▶ _STATED EXERCISE 1_: Please copy the entries below word for word, starting at their first line and ending with the line containing "pixel 192 184".
── SOURCE EXTRACT
# Non-Piranha POTM June



## Innes (Jan 13, 2003)

Leopard gecko 
Ball Python 
Jack Dempsey
Convicts
_apistogamma ortmanni_
P humerosa Ray
P motoro
Angelfish
Sunfish


----------



## con man (Mar 7, 2004)

finally lol


----------



## Jebus (Feb 29, 2004)

innes can we just send you the pic anytime we want i thought there was a entering time period or something.


----------



## Burf (Nov 3, 2003)

Think you can send them anytime, i usually send mine early in the month.

I expect innis likes them early so he can get the contest sorted ON TIME :rasp:


----------



## badforthesport (Jan 8, 2004)

you can have more than one pic in at one time!?


----------



## Burf (Nov 3, 2003)

badforthesport said:


> you can have more than one pic in at one time!?


 max of 3 per member.

its all HERE


----------



## badforthesport (Jan 8, 2004)

oh my bad. cool. i didnt know that. i thought it was one.


----------



## Death in #'s (Apr 29, 2003)

great entries this month


----------



## Atlanta Braves Baby! (Mar 12, 2003)

Nice ball python


----------



## Innes (Jan 13, 2003)

Jebus said:


> innes can we just send you the pic anytime we want i thought there was a entering time period or something.


 yes I accept pics all month round


----------



## Puddjuice (Mar 11, 2004)
────
── RECORDS FOR THE EXERCISE
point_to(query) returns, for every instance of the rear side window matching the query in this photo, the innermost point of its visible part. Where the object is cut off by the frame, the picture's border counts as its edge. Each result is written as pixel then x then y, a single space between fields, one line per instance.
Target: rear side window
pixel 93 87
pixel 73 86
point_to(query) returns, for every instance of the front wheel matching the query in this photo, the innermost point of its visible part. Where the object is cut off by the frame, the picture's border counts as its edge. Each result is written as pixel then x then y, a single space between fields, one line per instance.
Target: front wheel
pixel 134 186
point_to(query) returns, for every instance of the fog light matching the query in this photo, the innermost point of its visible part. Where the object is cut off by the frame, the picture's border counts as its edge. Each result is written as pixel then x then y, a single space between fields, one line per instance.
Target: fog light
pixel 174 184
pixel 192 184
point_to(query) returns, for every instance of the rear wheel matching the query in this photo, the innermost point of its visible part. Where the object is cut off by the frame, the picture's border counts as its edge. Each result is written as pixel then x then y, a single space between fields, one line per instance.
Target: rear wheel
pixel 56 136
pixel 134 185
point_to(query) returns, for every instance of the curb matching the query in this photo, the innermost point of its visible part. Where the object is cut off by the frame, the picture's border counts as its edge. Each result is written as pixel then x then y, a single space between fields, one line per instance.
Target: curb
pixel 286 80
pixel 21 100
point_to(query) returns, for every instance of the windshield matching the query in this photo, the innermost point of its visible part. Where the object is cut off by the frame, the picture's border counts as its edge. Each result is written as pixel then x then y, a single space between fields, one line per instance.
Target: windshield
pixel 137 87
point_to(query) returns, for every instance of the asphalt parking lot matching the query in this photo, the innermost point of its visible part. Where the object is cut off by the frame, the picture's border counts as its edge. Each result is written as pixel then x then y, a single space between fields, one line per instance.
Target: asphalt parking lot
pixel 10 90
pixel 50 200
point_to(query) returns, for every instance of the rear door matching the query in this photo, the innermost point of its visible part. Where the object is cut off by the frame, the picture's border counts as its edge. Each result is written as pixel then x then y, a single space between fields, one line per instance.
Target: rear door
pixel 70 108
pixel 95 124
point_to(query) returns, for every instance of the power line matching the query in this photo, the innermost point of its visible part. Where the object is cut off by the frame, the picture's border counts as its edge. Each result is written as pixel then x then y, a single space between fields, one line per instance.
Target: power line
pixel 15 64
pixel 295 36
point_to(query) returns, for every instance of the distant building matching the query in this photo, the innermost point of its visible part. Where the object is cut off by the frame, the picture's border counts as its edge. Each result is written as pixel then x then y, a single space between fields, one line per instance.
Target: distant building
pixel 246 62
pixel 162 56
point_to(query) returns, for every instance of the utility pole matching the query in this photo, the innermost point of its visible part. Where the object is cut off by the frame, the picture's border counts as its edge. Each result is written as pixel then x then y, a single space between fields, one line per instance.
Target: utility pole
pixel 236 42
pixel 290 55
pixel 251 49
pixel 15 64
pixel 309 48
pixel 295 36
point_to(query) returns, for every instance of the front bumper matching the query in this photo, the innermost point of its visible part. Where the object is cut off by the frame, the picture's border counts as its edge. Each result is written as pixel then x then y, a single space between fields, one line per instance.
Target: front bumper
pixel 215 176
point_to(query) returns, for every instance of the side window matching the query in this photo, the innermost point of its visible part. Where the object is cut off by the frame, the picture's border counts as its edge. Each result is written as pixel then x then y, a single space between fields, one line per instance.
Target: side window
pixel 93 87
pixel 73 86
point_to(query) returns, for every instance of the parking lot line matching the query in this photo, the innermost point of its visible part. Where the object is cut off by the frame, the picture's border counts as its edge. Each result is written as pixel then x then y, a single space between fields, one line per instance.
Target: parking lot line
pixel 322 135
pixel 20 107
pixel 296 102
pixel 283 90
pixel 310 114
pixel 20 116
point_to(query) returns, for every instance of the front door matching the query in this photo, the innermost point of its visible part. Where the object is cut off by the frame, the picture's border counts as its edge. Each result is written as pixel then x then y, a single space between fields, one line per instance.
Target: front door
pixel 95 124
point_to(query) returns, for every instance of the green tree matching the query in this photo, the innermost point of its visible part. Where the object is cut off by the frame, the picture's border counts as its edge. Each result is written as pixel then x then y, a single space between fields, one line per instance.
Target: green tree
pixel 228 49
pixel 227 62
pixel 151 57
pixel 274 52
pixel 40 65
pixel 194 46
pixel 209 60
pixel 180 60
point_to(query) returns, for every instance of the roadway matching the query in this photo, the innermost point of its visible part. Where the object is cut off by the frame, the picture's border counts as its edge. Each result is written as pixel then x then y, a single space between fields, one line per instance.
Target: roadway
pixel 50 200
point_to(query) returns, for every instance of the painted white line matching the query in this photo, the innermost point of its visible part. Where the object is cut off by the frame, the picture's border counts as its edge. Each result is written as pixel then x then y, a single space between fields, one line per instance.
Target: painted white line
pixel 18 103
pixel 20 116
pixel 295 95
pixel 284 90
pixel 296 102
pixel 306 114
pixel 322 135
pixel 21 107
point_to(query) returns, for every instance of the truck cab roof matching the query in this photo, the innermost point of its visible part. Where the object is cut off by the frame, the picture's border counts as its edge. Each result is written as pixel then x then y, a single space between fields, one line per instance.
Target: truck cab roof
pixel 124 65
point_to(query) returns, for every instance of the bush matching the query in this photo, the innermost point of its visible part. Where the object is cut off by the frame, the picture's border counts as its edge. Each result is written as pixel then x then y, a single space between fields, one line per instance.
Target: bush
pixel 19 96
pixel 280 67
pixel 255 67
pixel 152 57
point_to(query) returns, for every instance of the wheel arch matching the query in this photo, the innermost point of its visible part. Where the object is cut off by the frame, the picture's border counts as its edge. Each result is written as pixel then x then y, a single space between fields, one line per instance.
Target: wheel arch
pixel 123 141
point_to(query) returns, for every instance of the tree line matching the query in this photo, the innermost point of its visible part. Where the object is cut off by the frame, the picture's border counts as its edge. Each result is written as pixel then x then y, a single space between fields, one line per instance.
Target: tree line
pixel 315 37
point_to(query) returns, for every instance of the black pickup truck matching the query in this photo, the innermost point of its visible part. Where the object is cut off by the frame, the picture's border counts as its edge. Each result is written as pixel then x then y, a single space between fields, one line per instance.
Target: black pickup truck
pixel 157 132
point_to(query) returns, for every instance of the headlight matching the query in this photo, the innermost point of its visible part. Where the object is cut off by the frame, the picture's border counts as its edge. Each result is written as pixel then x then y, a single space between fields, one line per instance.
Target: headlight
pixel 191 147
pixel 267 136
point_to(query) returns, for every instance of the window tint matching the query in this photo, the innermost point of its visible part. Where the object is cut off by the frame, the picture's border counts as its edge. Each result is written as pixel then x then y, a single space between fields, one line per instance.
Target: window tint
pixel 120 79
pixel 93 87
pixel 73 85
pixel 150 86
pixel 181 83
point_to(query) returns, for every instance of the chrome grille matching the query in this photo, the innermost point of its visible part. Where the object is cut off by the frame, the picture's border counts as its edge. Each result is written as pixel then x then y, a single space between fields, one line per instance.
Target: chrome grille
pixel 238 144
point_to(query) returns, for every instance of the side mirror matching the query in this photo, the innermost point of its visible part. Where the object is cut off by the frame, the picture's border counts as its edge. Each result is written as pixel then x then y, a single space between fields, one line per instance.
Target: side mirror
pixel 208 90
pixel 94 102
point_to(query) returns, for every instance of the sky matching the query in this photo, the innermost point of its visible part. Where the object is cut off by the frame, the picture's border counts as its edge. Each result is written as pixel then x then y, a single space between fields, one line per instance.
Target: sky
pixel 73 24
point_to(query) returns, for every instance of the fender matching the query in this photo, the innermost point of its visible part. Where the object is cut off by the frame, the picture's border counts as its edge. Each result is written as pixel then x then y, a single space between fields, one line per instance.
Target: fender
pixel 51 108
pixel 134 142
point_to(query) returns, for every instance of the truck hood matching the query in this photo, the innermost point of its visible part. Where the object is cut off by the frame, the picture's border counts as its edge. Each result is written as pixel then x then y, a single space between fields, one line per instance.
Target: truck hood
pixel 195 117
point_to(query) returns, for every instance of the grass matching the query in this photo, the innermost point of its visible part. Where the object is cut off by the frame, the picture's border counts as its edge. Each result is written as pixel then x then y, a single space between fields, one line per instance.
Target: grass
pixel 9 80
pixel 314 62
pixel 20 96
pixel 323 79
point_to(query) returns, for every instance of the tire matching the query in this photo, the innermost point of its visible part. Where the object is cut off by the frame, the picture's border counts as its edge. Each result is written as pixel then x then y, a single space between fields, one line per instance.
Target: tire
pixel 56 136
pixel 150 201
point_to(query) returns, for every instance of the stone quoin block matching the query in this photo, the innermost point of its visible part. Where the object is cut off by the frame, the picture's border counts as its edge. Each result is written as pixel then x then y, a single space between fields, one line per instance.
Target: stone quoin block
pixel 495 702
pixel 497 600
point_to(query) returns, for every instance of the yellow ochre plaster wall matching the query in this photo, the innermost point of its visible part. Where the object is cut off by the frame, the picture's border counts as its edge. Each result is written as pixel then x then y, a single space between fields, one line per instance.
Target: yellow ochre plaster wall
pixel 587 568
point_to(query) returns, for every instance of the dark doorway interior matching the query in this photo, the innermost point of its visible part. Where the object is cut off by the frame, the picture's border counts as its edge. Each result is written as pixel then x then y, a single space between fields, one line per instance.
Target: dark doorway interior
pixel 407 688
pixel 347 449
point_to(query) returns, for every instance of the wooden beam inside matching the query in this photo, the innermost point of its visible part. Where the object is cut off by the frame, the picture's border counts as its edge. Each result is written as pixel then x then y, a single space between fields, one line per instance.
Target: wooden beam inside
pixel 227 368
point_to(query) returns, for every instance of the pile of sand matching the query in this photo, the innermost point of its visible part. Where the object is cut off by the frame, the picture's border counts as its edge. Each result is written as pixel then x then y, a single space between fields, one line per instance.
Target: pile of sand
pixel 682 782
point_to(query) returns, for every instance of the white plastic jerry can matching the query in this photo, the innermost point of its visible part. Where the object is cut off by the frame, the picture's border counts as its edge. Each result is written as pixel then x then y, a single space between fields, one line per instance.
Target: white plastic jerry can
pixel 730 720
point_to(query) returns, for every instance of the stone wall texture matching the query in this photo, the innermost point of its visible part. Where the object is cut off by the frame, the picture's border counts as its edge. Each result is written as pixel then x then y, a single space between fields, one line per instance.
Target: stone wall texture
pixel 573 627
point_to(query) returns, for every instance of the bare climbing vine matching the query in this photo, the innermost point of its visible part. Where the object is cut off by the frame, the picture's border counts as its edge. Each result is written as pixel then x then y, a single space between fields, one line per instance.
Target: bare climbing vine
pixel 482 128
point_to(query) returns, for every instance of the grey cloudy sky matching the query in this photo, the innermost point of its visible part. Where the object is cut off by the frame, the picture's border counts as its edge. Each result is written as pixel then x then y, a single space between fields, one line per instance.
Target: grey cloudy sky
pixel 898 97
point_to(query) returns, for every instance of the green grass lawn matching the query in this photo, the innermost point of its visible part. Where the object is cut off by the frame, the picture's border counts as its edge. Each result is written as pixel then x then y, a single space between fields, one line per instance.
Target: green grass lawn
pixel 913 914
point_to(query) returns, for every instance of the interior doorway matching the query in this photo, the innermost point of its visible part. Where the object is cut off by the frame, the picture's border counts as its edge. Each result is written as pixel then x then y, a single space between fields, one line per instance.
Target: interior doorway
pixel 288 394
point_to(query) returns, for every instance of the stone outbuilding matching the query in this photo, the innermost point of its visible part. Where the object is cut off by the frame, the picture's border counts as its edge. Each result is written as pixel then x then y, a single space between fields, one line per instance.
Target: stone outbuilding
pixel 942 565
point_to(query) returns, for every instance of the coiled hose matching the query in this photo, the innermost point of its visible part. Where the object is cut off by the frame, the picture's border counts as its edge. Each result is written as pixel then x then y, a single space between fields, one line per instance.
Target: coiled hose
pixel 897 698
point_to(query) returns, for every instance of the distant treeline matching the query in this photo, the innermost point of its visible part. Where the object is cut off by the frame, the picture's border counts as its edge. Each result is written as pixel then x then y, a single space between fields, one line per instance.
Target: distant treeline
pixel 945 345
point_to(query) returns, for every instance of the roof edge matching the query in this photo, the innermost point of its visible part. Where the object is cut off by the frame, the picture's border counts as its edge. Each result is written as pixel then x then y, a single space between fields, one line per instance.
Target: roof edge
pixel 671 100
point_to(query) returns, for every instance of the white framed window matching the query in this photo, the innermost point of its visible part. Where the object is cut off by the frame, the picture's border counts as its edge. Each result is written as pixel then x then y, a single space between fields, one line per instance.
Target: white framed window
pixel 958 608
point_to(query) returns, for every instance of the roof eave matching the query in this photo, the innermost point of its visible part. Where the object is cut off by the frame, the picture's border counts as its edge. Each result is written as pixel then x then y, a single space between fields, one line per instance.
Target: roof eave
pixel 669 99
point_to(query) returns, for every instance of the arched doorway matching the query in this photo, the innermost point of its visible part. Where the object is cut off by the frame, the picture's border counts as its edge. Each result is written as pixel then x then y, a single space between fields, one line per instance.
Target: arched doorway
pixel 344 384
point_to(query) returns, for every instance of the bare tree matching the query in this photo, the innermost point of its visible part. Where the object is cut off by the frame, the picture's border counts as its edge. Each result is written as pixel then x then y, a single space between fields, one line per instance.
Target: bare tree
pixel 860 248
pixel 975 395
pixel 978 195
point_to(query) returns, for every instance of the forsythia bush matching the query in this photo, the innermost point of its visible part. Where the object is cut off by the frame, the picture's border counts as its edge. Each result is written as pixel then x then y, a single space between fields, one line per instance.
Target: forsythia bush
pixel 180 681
────
▶ _STATED EXERCISE 2_:
Answer these questions from the forum thread above:
(a) What is the maximum number of pictures each member may have entered at one time?
(b) According to Innes, during what part of the month are pictures accepted?
(c) When in the month does Burf usually send pictures?

▶ _RIGHT ANSWER 1_:
point_to(query) returns, for every instance of the rear side window matching the query in this photo, the innermost point of its visible part. Where the object is cut off by the frame, the picture's border counts as its edge. Each result is written as pixel then x then y, a single space between fields, one line per instance.
Target: rear side window
pixel 93 87
pixel 73 86
point_to(query) returns, for every instance of the front wheel matching the query in this photo, the innermost point of its visible part. Where the object is cut off by the frame, the picture's border counts as its edge. Each result is written as pixel then x then y, a single space between fields, one line per instance.
Target: front wheel
pixel 134 186
point_to(query) returns, for every instance of the fog light matching the query in this photo, the innermost point of its visible part. Where the object is cut off by the frame, the picture's border counts as its edge. Each result is written as pixel then x then y, a single space between fields, one line per instance.
Target: fog light
pixel 174 184
pixel 192 184

▶ _RIGHT ANSWER 2_:
(a) A maximum of 3 per member.
(b) All month round.
(c) Early in the month.